Task inputs
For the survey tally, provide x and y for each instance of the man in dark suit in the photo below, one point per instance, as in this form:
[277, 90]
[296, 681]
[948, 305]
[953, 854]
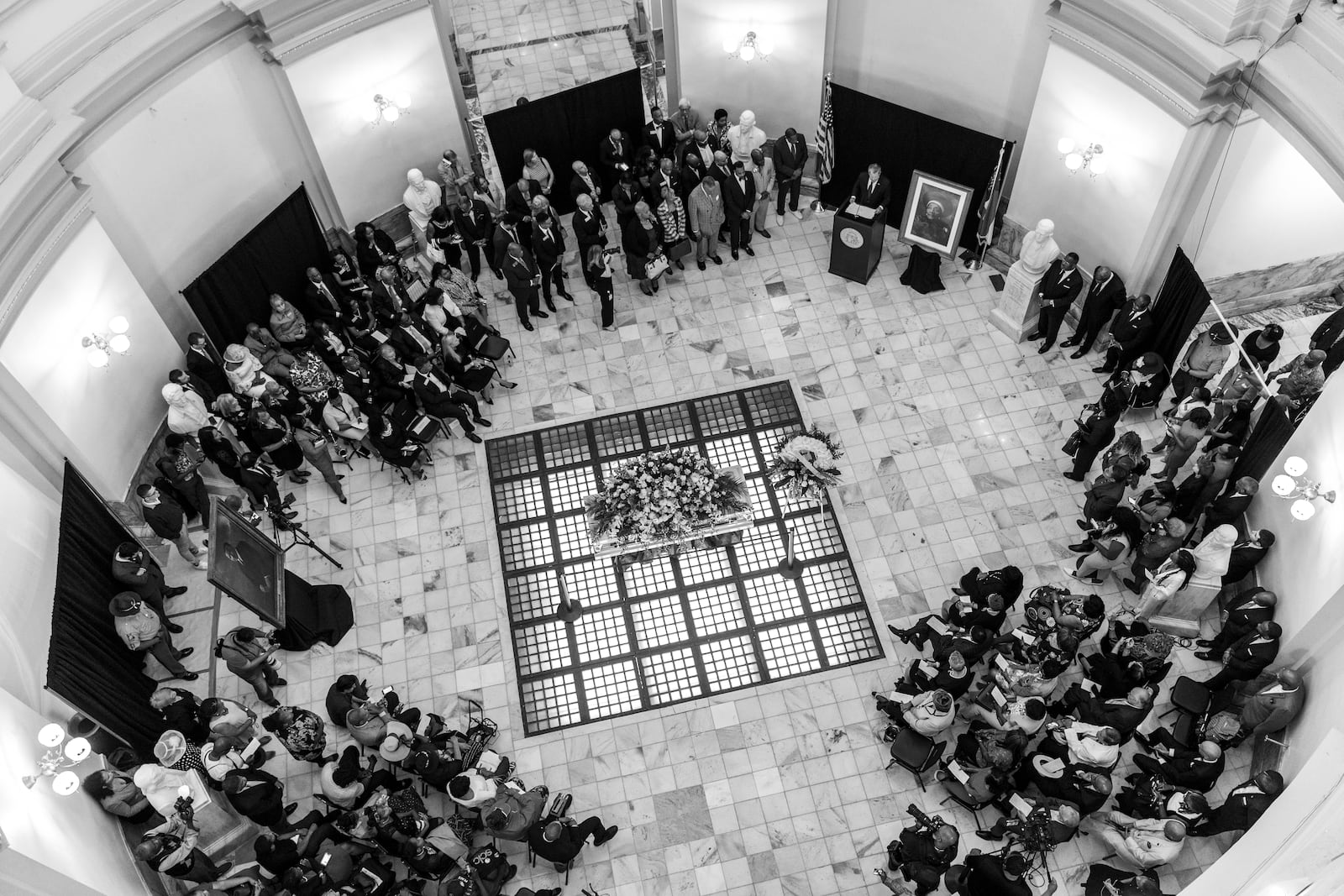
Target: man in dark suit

Aim of the exercise
Copy the material above line for line, with no changes, and leave the picture out.

The response
For the survey tally, provide x and y for each instance of the man in dark suit in the photo below, one point per instance, as in this form:
[277, 90]
[296, 681]
[948, 305]
[953, 854]
Target: man in dark suit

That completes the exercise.